Voci di puntamento ed etichettatura
* * *

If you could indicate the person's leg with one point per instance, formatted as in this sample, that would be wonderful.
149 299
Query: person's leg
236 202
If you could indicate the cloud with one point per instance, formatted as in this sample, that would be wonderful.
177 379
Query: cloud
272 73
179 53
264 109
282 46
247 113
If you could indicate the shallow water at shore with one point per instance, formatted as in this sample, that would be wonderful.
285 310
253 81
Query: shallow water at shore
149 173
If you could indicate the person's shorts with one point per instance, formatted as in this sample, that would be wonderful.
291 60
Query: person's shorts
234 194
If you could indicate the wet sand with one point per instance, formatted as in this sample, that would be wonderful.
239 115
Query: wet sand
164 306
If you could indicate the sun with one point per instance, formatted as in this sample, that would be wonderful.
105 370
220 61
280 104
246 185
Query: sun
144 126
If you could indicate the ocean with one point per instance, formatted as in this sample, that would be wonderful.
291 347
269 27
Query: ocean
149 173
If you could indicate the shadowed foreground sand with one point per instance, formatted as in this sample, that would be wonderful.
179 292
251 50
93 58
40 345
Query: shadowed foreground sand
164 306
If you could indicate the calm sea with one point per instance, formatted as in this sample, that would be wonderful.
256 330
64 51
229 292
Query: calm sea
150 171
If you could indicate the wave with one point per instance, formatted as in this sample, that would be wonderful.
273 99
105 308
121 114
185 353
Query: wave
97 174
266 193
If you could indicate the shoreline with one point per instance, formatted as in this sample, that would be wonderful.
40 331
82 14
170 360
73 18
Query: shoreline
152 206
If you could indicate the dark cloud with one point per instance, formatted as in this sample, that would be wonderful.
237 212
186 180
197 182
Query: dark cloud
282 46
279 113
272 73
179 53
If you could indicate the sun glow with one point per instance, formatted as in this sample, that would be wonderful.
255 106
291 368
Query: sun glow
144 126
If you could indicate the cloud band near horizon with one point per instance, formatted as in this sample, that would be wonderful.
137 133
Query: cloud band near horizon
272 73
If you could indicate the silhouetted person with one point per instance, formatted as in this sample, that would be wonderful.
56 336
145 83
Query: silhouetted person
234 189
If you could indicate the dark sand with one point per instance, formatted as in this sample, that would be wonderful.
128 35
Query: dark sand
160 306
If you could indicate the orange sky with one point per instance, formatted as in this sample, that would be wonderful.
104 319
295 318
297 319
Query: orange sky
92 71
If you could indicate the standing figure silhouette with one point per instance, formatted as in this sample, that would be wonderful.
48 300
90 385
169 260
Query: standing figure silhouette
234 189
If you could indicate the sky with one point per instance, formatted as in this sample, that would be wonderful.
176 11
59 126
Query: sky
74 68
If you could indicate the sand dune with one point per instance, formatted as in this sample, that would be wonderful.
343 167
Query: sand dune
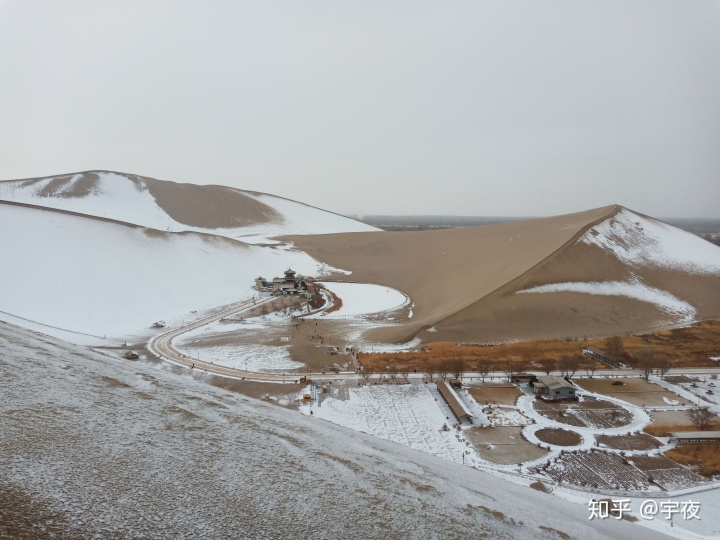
446 271
593 273
177 207
464 282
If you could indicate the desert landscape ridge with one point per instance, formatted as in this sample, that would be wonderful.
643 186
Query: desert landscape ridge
263 352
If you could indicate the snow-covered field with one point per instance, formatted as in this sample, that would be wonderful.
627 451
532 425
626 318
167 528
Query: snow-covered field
250 357
360 299
640 241
105 279
636 289
406 414
117 449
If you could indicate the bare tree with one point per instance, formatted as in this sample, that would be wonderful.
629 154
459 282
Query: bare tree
646 361
614 347
569 365
432 370
590 366
703 418
484 368
455 366
663 364
547 365
510 370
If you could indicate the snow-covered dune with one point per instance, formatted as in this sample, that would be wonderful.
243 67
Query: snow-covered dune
174 207
105 279
640 241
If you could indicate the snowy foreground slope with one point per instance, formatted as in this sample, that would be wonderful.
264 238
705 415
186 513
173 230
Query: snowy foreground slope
115 449
104 279
168 206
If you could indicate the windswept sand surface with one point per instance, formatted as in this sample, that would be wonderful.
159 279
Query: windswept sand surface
446 271
575 283
585 275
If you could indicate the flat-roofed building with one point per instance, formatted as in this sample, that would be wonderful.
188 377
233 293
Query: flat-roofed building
554 388
453 400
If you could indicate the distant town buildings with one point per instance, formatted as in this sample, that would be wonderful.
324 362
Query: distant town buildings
291 284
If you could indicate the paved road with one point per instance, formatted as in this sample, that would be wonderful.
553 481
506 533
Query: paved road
161 346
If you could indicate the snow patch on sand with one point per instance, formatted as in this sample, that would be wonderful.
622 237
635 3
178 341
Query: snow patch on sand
360 299
643 242
634 289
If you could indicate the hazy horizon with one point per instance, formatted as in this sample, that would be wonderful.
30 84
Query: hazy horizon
469 108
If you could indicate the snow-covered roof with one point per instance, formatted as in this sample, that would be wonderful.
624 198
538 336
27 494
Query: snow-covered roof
554 383
456 405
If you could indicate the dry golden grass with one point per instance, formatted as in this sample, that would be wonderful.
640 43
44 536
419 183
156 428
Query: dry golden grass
690 346
705 456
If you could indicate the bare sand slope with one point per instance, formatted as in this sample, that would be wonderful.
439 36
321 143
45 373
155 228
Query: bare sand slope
446 271
591 274
590 289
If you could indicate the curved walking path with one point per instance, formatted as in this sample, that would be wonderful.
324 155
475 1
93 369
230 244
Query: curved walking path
161 346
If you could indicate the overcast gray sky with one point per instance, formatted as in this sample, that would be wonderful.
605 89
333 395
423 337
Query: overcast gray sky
375 107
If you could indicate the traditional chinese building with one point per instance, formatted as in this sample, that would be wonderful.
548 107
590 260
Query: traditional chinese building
290 284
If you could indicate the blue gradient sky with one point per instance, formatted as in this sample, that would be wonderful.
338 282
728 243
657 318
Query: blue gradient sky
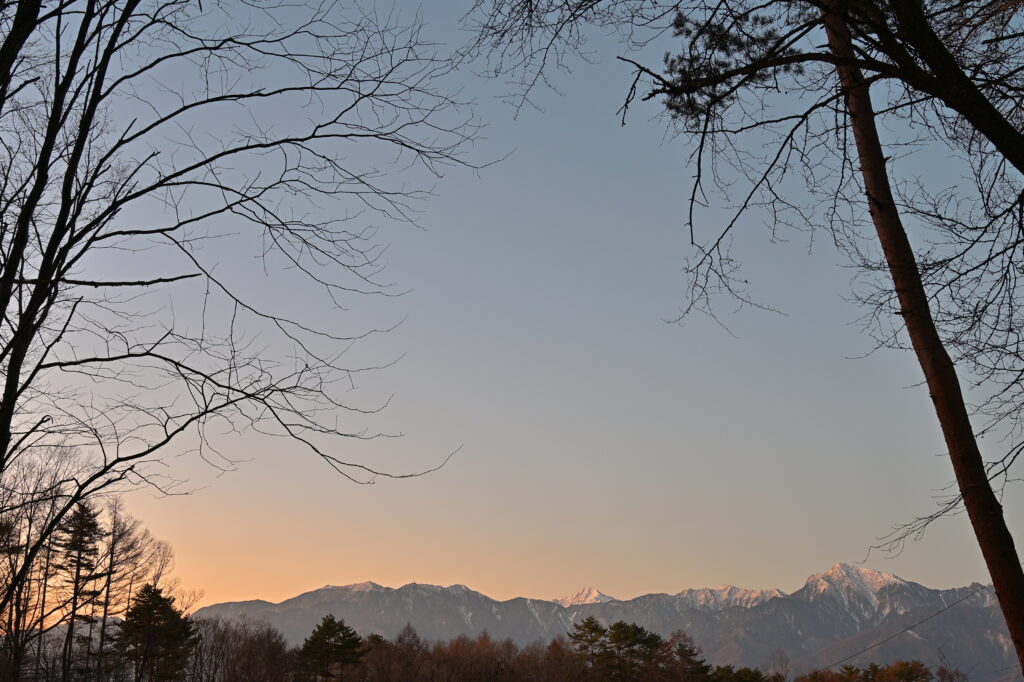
600 444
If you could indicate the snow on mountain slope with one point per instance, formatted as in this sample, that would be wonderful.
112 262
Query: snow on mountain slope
715 599
835 613
584 596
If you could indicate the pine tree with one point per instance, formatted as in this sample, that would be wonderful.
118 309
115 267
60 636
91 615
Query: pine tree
78 549
684 661
632 650
589 640
331 647
155 637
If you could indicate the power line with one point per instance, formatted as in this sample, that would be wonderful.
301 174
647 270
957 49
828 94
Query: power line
907 629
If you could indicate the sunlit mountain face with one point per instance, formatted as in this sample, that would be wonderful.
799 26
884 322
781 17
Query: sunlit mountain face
834 615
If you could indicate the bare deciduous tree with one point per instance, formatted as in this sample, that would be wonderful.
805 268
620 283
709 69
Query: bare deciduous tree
146 148
778 95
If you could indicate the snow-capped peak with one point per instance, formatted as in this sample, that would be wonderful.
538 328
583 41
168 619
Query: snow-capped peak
848 581
584 596
715 599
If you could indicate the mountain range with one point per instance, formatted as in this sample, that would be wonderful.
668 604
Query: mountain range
835 615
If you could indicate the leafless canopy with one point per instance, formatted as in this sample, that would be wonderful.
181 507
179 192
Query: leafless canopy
754 86
151 151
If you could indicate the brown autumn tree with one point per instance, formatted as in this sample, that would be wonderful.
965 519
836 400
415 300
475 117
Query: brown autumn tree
148 151
802 73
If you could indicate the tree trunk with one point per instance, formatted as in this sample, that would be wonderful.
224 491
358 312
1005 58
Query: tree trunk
982 506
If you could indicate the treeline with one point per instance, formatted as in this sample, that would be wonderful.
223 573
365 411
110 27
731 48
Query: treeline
592 652
71 581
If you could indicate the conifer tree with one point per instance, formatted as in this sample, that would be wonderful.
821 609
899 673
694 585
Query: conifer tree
684 661
331 647
589 640
78 547
156 639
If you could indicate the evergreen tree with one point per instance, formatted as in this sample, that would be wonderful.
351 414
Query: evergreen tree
589 640
632 650
155 637
78 550
331 647
683 659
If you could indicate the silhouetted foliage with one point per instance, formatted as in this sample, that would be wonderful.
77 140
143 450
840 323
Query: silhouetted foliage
331 648
155 639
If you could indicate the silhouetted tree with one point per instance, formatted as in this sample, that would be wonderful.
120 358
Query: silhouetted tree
78 550
589 639
155 639
132 126
330 648
800 73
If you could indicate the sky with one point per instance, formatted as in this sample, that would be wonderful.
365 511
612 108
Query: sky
598 443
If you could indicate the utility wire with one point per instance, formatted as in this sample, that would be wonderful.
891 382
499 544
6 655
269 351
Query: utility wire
907 629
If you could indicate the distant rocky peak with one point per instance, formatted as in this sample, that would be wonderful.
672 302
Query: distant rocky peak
584 596
725 596
844 581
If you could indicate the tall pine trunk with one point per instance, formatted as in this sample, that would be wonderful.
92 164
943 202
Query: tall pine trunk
980 502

* * *

Consegna -
Per favore, modifica le voci dalla riga che contiene "If you could indicate the treeline" fino alla fine, sostituendo "evergreen tree" con "pine tree" e lasciando tutto il resto invariato. Riporta soltanto quella parte.

Risultato -
If you could indicate the treeline with one point per instance, formatted as in this sample, that would be wonderful.
223 573
365 411
110 27
731 48
Query: treeline
592 652
71 581
If you could indicate the conifer tree with one point per instance, formatted as in this sample, that would be wonderful.
821 609
899 673
694 585
Query: conifer tree
684 661
331 647
589 640
78 547
156 639
If you could indicate the pine tree with one point per instance, formatted as in this sample, that would be wonderful.
351 414
Query: pine tree
589 640
632 650
155 637
78 550
331 647
683 659
If you could indicate the silhouetted foliage with one point per instance, formatted as in this sample, that would be wonderful.
77 140
143 450
840 323
Query: silhouetted foliage
331 648
155 639
If you could indicate the silhouetted tree with one point per instance, formatted as in this sample, that would be wonderful.
120 358
Query: silhouetted tree
78 550
589 639
155 639
132 126
330 648
800 73
If you could indicate the sky with one point per instance, formatted as in this sample, that would be wonderful.
365 511
612 108
Query: sky
598 443
If you could indicate the utility wire with one point per instance, formatted as in this sample, that would be wonderful.
891 382
499 544
6 655
269 351
Query: utility wire
907 629
If you could indicate the distant rocky peak with one point per instance, formatted as in this sample, that would be wonderful.
672 302
Query: distant rocky peak
584 596
725 596
844 581
If you could indicate the tall pine trunk with one point per instance, formatted as in this sample, that would be wonderful.
92 164
943 202
Query: tall pine trunk
980 502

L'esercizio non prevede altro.